• **Record list**

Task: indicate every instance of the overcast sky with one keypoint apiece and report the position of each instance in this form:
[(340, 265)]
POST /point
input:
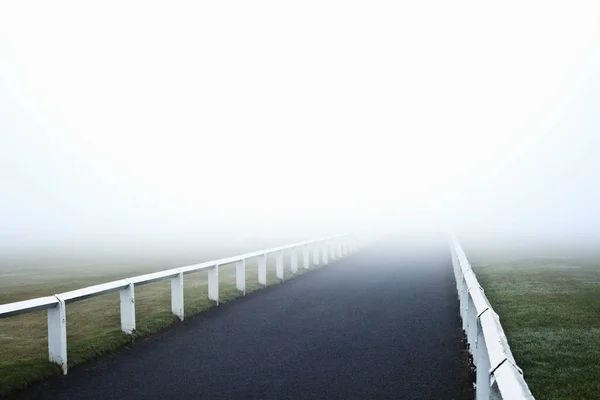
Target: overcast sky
[(123, 120)]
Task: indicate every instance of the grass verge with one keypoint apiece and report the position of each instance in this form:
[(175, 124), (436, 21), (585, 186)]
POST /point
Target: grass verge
[(93, 325), (550, 310)]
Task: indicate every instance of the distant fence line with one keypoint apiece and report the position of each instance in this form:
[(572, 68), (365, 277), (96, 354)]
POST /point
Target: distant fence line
[(324, 248), (497, 375)]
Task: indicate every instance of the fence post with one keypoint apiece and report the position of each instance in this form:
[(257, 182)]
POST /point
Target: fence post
[(57, 335), (305, 257), (213, 283), (294, 260), (279, 265), (177, 296), (240, 276), (482, 361), (127, 297), (262, 270)]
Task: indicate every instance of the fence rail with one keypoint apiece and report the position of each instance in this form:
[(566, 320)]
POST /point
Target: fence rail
[(497, 374), (322, 249)]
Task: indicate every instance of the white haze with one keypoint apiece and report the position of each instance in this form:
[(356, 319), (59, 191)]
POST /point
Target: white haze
[(169, 122)]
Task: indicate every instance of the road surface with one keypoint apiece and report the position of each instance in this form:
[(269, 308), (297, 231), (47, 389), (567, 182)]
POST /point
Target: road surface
[(380, 324)]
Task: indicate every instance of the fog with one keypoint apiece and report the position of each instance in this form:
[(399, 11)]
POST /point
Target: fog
[(135, 124)]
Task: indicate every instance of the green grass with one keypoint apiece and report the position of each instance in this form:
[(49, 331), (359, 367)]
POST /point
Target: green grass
[(93, 325), (550, 310)]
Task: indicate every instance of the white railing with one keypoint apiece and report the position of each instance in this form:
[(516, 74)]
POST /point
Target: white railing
[(497, 374), (333, 246)]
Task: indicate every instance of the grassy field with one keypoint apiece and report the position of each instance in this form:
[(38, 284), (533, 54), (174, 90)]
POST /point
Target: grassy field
[(93, 325), (550, 309)]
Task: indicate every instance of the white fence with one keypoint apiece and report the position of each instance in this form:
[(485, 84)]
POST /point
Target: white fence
[(497, 375), (333, 246)]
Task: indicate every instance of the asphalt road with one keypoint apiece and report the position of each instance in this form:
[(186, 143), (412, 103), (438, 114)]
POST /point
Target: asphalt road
[(380, 324)]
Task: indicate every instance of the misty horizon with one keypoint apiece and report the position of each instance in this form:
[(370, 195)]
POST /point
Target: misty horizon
[(204, 125)]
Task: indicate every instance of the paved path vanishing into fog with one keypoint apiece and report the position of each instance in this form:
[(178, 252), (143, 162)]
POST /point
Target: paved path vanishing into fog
[(382, 323)]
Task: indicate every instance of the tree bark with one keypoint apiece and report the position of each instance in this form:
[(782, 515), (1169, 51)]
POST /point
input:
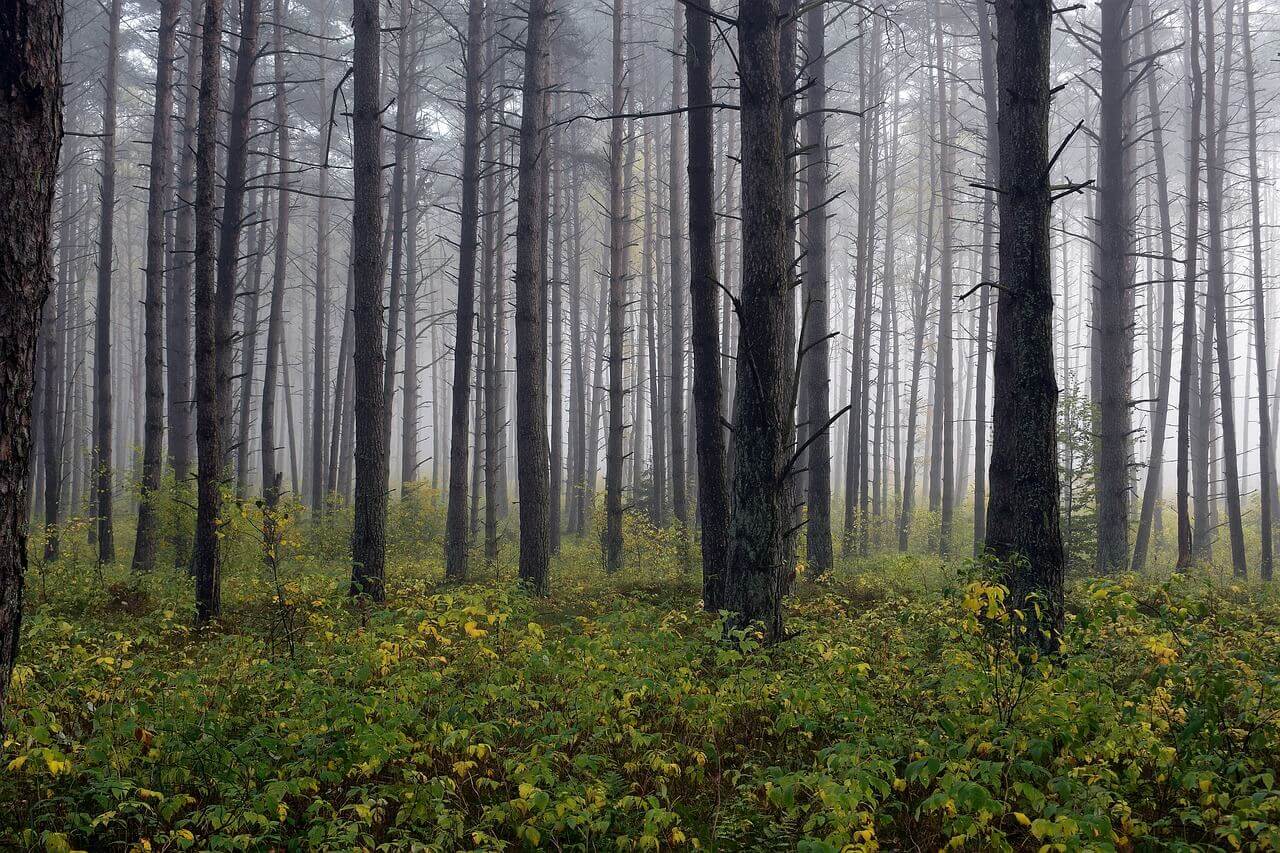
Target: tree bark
[(763, 418), (158, 204), (533, 466), (1023, 515), (703, 332), (369, 530), (456, 527), (31, 129)]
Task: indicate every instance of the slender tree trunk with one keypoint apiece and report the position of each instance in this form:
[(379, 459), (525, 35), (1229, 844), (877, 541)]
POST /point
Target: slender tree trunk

• **Exercise directions**
Rewrite every one of the lines above with each "fog" changed to "mist" and nothing else altered, and omit the pictures.

• **Full solution**
Task: indicate every instance of the overcast sky with one keypoint apiece and report the position of each instance in this form:
[(340, 265)]
POST /point
input:
Target: overcast sky
[(123, 120)]
Task: indicate every instance of the grass verge with one keypoint apiece and report the position of each instance in this form:
[(175, 124), (436, 21), (585, 186)]
POST /point
Target: grass verge
[(93, 325), (550, 310)]
Task: indicate every instance of the distant fence line with one keypoint apiece and report the position of each instance in this form:
[(572, 68), (365, 277), (96, 354)]
POST /point
Target: distant fence line
[(324, 248), (497, 375)]
Task: indicate every instance of the fence post with one keypoint apiece and report the position of each instance in this form:
[(257, 182)]
POST /point
Target: fence post
[(57, 335), (305, 257), (213, 283), (294, 260), (279, 265), (177, 296), (240, 276), (482, 361), (127, 297), (262, 270)]
Task: indicate every instance of the fence rail with one keypoint apiece and report the position of each instance in this form:
[(566, 320)]
POST /point
Target: fence rail
[(497, 374), (322, 249)]
Task: indicate every instance of the white haze with one keypoint apiece and report the position of each instance in this form:
[(356, 319), (59, 191)]
POST /point
Target: white haze
[(169, 122)]
Task: indicate every instance of the road surface with one keypoint apiece and report the position of each instance in this form:
[(269, 308), (297, 231), (47, 389), (567, 182)]
POST /point
Target: road surface
[(380, 324)]
Task: indicate every instance of the mist with one keypoint apiece and report the position of each instance in this form:
[(399, 11)]
POST /point
Target: mist
[(135, 124)]
Task: indicate every instance of the green grass with one keypoint apiece and report the position of each instance in this form:
[(49, 331), (359, 367)]
POST /point
Target: green grass
[(93, 325), (550, 310)]
Task: indicate every instance of the white railing with one keypoint apiece and report the position of each instance in this form:
[(516, 74)]
POST /point
Target: white railing
[(497, 374), (333, 246)]
Task: indicate every instance of the grassy field with one keypoint apiece and report the position of each instance in this form:
[(38, 284), (533, 54), (174, 90)]
POST /point
Target: grassy field
[(93, 325), (550, 309)]
Task: indicate every instance of the white fence with one keypoint apiece and report the position of each instance in this form:
[(485, 84)]
POST /point
Target: white fence
[(497, 375), (333, 246)]
Task: indicate every instance of the asphalt road with one keypoint apiece and report the position of each instance in this form:
[(186, 143), (412, 103), (438, 114)]
POST /point
Target: asphalt road
[(380, 324)]
Task: indicate every instance of the misty horizon with one keypoint apiece and report the position of each instance in this form:
[(370, 195)]
POST /point
Target: misty horizon
[(204, 125)]
Task: indicate every instance of the paved path vanishing into mist with one keypoint apiece and report the position of each instance in this form:
[(178, 252), (143, 162)]
POST /point
Target: paved path vanishing into mist
[(382, 323)]
Task: indicate every instance of the tree bark with one keypoint apiece and report the position of each instance in this form:
[(782, 515), (1169, 51)]
POST /point
input:
Target: tree bark
[(763, 418), (158, 204), (533, 466), (1023, 515), (703, 332), (369, 530), (456, 527), (31, 129)]
Task: indicate every instance of the slender tree trunk with one keypoint apiece and report the position of each instance in this form:
[(379, 459), (525, 35), (1229, 844), (877, 541)]
POST /point
Target: slender tree trunk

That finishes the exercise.